=== Begin Enclosure ===

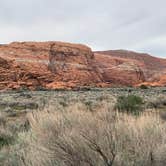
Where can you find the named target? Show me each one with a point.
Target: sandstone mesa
(56, 65)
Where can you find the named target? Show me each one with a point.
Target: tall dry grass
(77, 137)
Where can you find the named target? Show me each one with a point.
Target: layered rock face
(63, 65)
(131, 68)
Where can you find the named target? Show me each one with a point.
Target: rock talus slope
(65, 65)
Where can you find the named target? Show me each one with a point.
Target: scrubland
(111, 127)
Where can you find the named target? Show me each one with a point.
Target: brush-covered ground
(88, 127)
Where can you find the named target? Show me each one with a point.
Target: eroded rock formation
(64, 65)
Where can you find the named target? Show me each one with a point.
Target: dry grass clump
(78, 136)
(108, 138)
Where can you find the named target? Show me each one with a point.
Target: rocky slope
(131, 68)
(48, 65)
(64, 65)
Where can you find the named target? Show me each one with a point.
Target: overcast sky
(138, 25)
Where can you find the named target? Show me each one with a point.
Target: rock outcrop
(47, 65)
(63, 65)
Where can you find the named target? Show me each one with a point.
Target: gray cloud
(107, 24)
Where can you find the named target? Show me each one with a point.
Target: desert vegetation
(91, 128)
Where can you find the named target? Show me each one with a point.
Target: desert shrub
(130, 104)
(6, 138)
(84, 138)
(143, 86)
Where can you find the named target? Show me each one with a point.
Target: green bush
(130, 104)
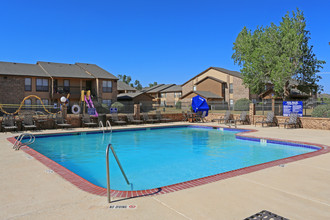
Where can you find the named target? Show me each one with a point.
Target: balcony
(75, 91)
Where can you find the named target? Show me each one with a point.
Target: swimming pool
(157, 157)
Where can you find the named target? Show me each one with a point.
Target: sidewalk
(298, 190)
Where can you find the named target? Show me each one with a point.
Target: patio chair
(131, 119)
(191, 117)
(200, 116)
(225, 119)
(293, 120)
(184, 116)
(29, 122)
(114, 119)
(86, 120)
(160, 118)
(146, 118)
(242, 118)
(61, 122)
(8, 123)
(268, 120)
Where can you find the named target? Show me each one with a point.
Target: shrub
(322, 111)
(118, 105)
(178, 105)
(242, 105)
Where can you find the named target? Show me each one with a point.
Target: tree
(127, 79)
(278, 55)
(153, 84)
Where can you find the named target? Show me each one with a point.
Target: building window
(28, 84)
(28, 104)
(107, 102)
(107, 86)
(231, 88)
(66, 85)
(42, 85)
(231, 103)
(177, 95)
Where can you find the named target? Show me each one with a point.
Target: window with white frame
(231, 88)
(107, 102)
(231, 103)
(66, 85)
(28, 104)
(42, 85)
(28, 84)
(107, 86)
(177, 95)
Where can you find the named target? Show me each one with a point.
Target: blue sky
(163, 41)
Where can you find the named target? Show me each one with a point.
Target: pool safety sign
(292, 107)
(123, 207)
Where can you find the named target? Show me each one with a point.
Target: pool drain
(263, 215)
(49, 171)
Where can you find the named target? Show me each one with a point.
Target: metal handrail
(108, 125)
(17, 145)
(101, 126)
(108, 169)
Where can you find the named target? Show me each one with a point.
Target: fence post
(252, 112)
(273, 106)
(137, 111)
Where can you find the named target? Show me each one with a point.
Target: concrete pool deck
(298, 190)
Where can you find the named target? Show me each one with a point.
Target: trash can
(103, 118)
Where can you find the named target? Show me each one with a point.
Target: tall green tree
(153, 84)
(128, 80)
(278, 55)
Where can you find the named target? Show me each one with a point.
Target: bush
(322, 111)
(118, 105)
(242, 105)
(178, 105)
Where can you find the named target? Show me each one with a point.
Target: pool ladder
(108, 169)
(107, 126)
(18, 144)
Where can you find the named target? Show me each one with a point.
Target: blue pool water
(154, 158)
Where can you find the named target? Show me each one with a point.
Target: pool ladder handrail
(18, 144)
(107, 124)
(108, 170)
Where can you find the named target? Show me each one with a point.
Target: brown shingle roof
(230, 72)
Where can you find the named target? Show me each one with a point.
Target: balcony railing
(74, 90)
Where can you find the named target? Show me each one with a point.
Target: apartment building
(164, 94)
(50, 81)
(216, 84)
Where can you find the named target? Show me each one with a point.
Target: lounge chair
(114, 118)
(131, 119)
(200, 116)
(191, 117)
(225, 119)
(268, 120)
(29, 122)
(293, 120)
(160, 118)
(86, 120)
(146, 118)
(242, 118)
(61, 122)
(8, 123)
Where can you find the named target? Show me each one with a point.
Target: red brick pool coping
(85, 185)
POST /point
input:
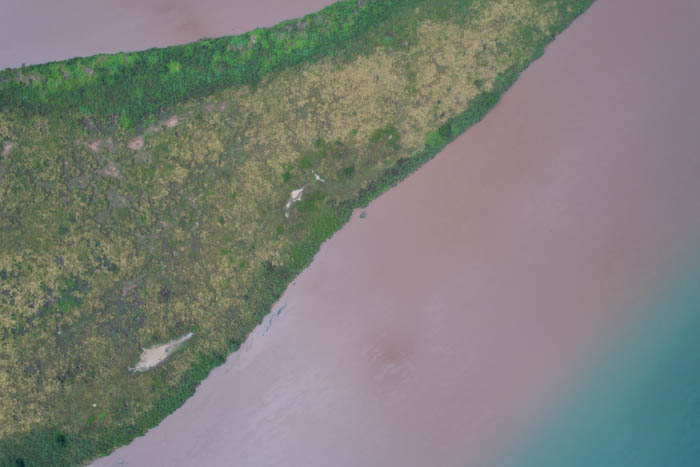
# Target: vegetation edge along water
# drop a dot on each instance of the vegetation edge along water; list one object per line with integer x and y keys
{"x": 123, "y": 94}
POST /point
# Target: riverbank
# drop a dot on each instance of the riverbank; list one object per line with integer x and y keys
{"x": 110, "y": 247}
{"x": 473, "y": 303}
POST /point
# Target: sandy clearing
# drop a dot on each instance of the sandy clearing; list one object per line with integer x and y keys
{"x": 7, "y": 147}
{"x": 154, "y": 356}
{"x": 136, "y": 143}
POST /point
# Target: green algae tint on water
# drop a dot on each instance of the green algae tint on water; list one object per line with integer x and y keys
{"x": 641, "y": 405}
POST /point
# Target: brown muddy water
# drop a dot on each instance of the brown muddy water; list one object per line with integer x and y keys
{"x": 34, "y": 31}
{"x": 434, "y": 330}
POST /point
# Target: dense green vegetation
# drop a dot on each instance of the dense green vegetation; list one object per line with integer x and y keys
{"x": 144, "y": 195}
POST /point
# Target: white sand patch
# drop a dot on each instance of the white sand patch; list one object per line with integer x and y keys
{"x": 7, "y": 146}
{"x": 136, "y": 143}
{"x": 94, "y": 146}
{"x": 172, "y": 122}
{"x": 156, "y": 355}
{"x": 293, "y": 198}
{"x": 295, "y": 195}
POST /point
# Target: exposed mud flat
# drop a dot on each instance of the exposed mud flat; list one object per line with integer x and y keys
{"x": 434, "y": 330}
{"x": 58, "y": 32}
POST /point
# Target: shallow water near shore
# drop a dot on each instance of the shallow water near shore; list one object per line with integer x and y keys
{"x": 470, "y": 303}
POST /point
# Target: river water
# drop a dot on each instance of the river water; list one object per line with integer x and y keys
{"x": 452, "y": 321}
{"x": 37, "y": 31}
{"x": 455, "y": 317}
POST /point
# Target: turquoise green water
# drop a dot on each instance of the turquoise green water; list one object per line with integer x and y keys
{"x": 640, "y": 405}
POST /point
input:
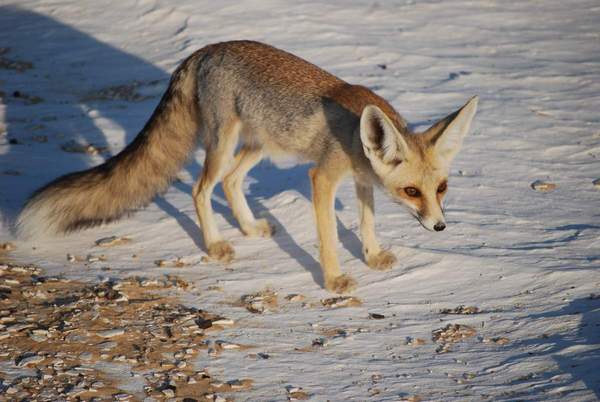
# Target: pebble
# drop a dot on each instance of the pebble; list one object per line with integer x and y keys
{"x": 295, "y": 297}
{"x": 111, "y": 333}
{"x": 169, "y": 393}
{"x": 543, "y": 186}
{"x": 7, "y": 247}
{"x": 341, "y": 301}
{"x": 11, "y": 390}
{"x": 223, "y": 321}
{"x": 26, "y": 361}
{"x": 460, "y": 310}
{"x": 112, "y": 241}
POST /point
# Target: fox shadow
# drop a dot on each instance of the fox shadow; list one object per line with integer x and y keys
{"x": 86, "y": 79}
{"x": 577, "y": 355}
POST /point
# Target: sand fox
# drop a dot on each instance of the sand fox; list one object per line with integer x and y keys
{"x": 271, "y": 102}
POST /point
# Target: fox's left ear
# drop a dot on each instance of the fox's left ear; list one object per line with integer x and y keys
{"x": 446, "y": 136}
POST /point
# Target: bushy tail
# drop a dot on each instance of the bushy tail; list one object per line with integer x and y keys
{"x": 129, "y": 179}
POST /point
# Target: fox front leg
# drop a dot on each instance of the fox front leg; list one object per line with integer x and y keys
{"x": 376, "y": 258}
{"x": 323, "y": 191}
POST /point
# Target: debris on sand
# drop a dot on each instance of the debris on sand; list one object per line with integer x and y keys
{"x": 75, "y": 147}
{"x": 175, "y": 263}
{"x": 296, "y": 394}
{"x": 6, "y": 247}
{"x": 341, "y": 301}
{"x": 543, "y": 186}
{"x": 451, "y": 333}
{"x": 410, "y": 341}
{"x": 258, "y": 303}
{"x": 126, "y": 92}
{"x": 11, "y": 64}
{"x": 498, "y": 340}
{"x": 460, "y": 310}
{"x": 295, "y": 297}
{"x": 112, "y": 241}
{"x": 64, "y": 335}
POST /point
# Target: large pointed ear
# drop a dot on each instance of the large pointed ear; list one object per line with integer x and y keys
{"x": 447, "y": 134}
{"x": 380, "y": 139}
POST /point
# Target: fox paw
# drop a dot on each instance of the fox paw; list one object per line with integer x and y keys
{"x": 221, "y": 251}
{"x": 382, "y": 261}
{"x": 259, "y": 228}
{"x": 341, "y": 284}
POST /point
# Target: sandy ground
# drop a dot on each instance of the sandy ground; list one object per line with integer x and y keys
{"x": 502, "y": 305}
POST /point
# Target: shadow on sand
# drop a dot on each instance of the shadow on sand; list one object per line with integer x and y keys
{"x": 70, "y": 65}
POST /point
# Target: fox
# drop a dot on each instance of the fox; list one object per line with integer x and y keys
{"x": 264, "y": 102}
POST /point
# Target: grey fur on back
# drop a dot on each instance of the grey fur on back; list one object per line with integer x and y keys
{"x": 285, "y": 104}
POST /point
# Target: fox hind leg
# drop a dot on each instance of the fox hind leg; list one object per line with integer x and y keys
{"x": 245, "y": 160}
{"x": 218, "y": 157}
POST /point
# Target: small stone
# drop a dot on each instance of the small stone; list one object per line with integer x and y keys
{"x": 111, "y": 333}
{"x": 295, "y": 297}
{"x": 223, "y": 321}
{"x": 341, "y": 301}
{"x": 112, "y": 241}
{"x": 95, "y": 258}
{"x": 26, "y": 361}
{"x": 11, "y": 390}
{"x": 543, "y": 186}
{"x": 460, "y": 310}
{"x": 7, "y": 247}
{"x": 229, "y": 346}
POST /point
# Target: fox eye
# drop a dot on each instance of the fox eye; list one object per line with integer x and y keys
{"x": 442, "y": 187}
{"x": 412, "y": 192}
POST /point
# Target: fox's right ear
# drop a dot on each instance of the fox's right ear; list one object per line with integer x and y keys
{"x": 380, "y": 139}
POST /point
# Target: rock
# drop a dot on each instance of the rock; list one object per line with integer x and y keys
{"x": 111, "y": 333}
{"x": 341, "y": 301}
{"x": 11, "y": 390}
{"x": 112, "y": 241}
{"x": 295, "y": 297}
{"x": 75, "y": 147}
{"x": 26, "y": 361}
{"x": 86, "y": 356}
{"x": 499, "y": 340}
{"x": 460, "y": 310}
{"x": 415, "y": 341}
{"x": 223, "y": 322}
{"x": 7, "y": 247}
{"x": 451, "y": 333}
{"x": 543, "y": 186}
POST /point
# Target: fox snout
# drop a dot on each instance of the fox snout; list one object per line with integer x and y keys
{"x": 431, "y": 223}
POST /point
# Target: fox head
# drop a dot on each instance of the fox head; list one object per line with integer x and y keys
{"x": 413, "y": 168}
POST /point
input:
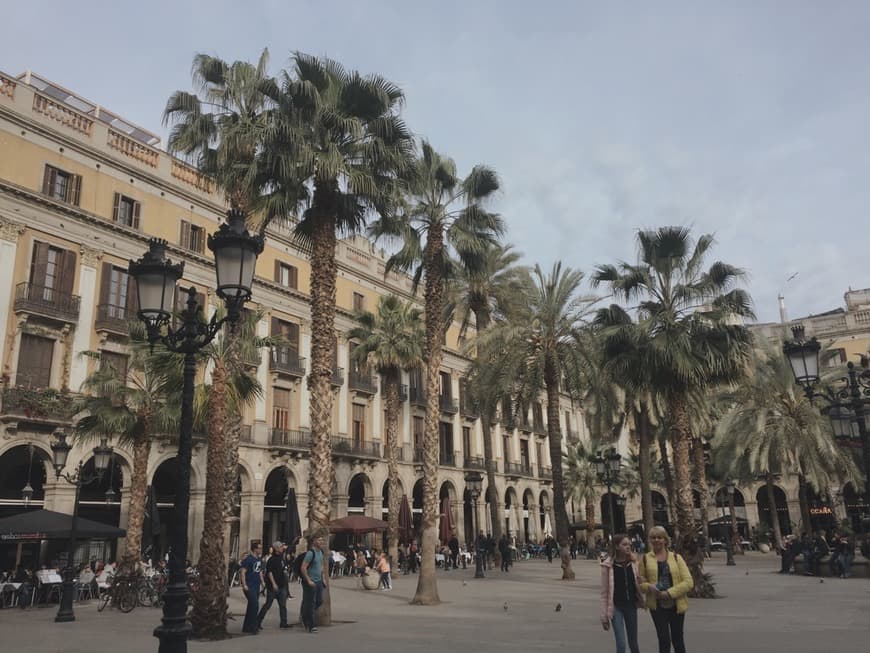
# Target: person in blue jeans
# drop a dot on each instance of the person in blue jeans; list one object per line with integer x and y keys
{"x": 252, "y": 579}
{"x": 621, "y": 594}
{"x": 313, "y": 582}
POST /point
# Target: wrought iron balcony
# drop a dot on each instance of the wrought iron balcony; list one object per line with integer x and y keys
{"x": 114, "y": 319}
{"x": 448, "y": 404}
{"x": 475, "y": 462}
{"x": 361, "y": 382}
{"x": 418, "y": 396}
{"x": 46, "y": 302}
{"x": 293, "y": 439}
{"x": 356, "y": 448}
{"x": 286, "y": 360}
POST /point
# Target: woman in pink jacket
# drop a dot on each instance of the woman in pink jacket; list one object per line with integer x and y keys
{"x": 621, "y": 595}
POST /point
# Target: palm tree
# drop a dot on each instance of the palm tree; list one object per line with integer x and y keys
{"x": 444, "y": 216}
{"x": 771, "y": 429}
{"x": 489, "y": 293}
{"x": 391, "y": 340}
{"x": 133, "y": 408}
{"x": 338, "y": 134}
{"x": 689, "y": 315}
{"x": 543, "y": 344}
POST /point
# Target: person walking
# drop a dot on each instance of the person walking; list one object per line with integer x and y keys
{"x": 313, "y": 582}
{"x": 621, "y": 594}
{"x": 666, "y": 581}
{"x": 276, "y": 586}
{"x": 252, "y": 579}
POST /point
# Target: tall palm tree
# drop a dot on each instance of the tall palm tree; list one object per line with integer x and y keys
{"x": 689, "y": 314}
{"x": 543, "y": 344}
{"x": 391, "y": 340}
{"x": 133, "y": 408}
{"x": 338, "y": 134}
{"x": 444, "y": 218}
{"x": 771, "y": 428}
{"x": 487, "y": 293}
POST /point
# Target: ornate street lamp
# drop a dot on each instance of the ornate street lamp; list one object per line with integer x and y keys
{"x": 849, "y": 418}
{"x": 474, "y": 485}
{"x": 235, "y": 251}
{"x": 60, "y": 449}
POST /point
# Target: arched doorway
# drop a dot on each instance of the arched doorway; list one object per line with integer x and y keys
{"x": 275, "y": 506}
{"x": 782, "y": 514}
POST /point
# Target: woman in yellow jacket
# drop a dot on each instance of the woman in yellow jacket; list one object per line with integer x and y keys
{"x": 666, "y": 581}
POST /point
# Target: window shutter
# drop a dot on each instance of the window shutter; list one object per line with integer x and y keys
{"x": 74, "y": 190}
{"x": 39, "y": 263}
{"x": 48, "y": 180}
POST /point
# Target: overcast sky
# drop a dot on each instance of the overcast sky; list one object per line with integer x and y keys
{"x": 748, "y": 120}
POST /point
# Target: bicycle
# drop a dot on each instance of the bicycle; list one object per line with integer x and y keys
{"x": 122, "y": 593}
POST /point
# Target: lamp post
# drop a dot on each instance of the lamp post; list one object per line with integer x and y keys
{"x": 846, "y": 410}
{"x": 607, "y": 468}
{"x": 60, "y": 449}
{"x": 474, "y": 483}
{"x": 235, "y": 252}
{"x": 729, "y": 536}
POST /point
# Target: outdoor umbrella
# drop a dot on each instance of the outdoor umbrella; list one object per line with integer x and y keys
{"x": 406, "y": 521}
{"x": 447, "y": 526}
{"x": 357, "y": 524}
{"x": 294, "y": 527}
{"x": 50, "y": 525}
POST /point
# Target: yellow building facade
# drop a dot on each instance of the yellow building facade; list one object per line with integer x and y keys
{"x": 81, "y": 192}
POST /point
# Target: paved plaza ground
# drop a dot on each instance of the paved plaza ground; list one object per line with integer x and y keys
{"x": 759, "y": 611}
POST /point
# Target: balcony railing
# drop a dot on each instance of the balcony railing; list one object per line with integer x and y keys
{"x": 114, "y": 319}
{"x": 418, "y": 396}
{"x": 337, "y": 377}
{"x": 362, "y": 382}
{"x": 475, "y": 462}
{"x": 296, "y": 439}
{"x": 517, "y": 469}
{"x": 350, "y": 447}
{"x": 285, "y": 360}
{"x": 403, "y": 391}
{"x": 448, "y": 404}
{"x": 47, "y": 302}
{"x": 43, "y": 404}
{"x": 247, "y": 435}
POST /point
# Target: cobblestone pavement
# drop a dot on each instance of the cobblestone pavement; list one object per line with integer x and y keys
{"x": 760, "y": 610}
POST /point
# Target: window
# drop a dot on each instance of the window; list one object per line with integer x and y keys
{"x": 359, "y": 424}
{"x": 286, "y": 275}
{"x": 61, "y": 185}
{"x": 280, "y": 409}
{"x": 192, "y": 237}
{"x": 34, "y": 361}
{"x": 118, "y": 362}
{"x": 126, "y": 211}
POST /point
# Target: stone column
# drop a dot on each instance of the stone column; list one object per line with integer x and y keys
{"x": 90, "y": 259}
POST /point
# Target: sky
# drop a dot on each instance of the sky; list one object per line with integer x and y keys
{"x": 746, "y": 119}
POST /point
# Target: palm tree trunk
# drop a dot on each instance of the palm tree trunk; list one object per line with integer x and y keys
{"x": 701, "y": 481}
{"x": 427, "y": 585}
{"x": 323, "y": 273}
{"x": 138, "y": 496}
{"x": 392, "y": 400}
{"x": 643, "y": 465}
{"x": 667, "y": 473}
{"x": 554, "y": 435}
{"x": 209, "y": 614}
{"x": 774, "y": 514}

=== End Enclosure ===

* **Task details**: The entries above hold a line with "# drop a dot on each instance of the tall" and a later line with "# Target: bicycle". Write out exactly those lines and all lines between, nothing more.

* **Response to this task**:
# drop a dot on each instance of the tall palm tree; list one object per line with integer x and y keys
{"x": 689, "y": 314}
{"x": 543, "y": 344}
{"x": 391, "y": 340}
{"x": 133, "y": 408}
{"x": 338, "y": 134}
{"x": 444, "y": 218}
{"x": 771, "y": 428}
{"x": 487, "y": 293}
POST /point
# Target: ornate street lamp
# drop a dot on each instance of the ornate street lamp; list one object per line with integer x and y keys
{"x": 849, "y": 418}
{"x": 474, "y": 485}
{"x": 235, "y": 251}
{"x": 60, "y": 449}
POST /point
# Target: arched doorway
# drop a dot on each instance of the arched doorway; list one object per line with integer x and y keys
{"x": 275, "y": 506}
{"x": 782, "y": 514}
POST /point
# Target: woman in yellow jacket
# drop a dot on each instance of the woman in yellow jacket; list one object per line with integer x and y keys
{"x": 666, "y": 581}
POST /point
# Target: window shutter
# drop a dot on each instance of the window shutter; list one object per line with integer x and y keys
{"x": 74, "y": 190}
{"x": 39, "y": 263}
{"x": 48, "y": 180}
POST /point
# Target: overcast sky
# drop a dot on each instance of the overcast sky; list one object per line with integer x and y keys
{"x": 748, "y": 120}
POST /point
# Target: bicycle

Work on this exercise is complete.